[Stored data]
————————

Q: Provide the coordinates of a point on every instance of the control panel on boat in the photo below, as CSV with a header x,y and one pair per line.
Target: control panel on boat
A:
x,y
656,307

————————

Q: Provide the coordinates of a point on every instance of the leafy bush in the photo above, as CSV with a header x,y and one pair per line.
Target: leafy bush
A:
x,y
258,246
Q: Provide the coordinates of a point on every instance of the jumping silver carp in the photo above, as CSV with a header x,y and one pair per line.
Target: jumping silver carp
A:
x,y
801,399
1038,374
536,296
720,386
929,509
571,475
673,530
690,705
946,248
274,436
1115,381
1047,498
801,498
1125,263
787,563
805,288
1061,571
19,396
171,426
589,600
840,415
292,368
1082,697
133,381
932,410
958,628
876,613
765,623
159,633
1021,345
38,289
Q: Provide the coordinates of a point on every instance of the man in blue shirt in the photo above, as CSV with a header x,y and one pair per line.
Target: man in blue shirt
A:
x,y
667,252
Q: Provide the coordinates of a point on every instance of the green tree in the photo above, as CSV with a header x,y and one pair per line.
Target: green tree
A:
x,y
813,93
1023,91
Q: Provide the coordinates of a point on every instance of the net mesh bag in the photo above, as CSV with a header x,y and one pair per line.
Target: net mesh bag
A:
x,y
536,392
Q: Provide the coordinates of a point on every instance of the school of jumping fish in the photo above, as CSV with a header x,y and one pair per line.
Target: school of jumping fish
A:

————————

Your instructions — Show each line of the listing that contains the word "above", copying those lines unchanged.

Expected answer —
Q: Provide the coordinates of a point on every instance of the leafy bush in the photo above, as CSV with a header x,y and one pair per line.
Q: Provide the coordinates of a point on every instance of the jumping silver carp in the photo above, as CSV with a header x,y and one pair per line.
Q: Provide the coordinates of a point on every instance of the man in blue shirt in the photo above, as CSV with a header x,y and one pair per line.
Q: Provide the coordinates of a point on every instance of the green tree in the photo above, as CSV with a header x,y and one pair per line.
Q: Provide the coordinates of a point on every instance of the net mesh bag in the photo above, as CSV with a header x,y and one pair per line.
Q: Provide the coordinates of a point on every instance of the school of jumping fish in the photo above, as CSV with a header x,y and one pair per line.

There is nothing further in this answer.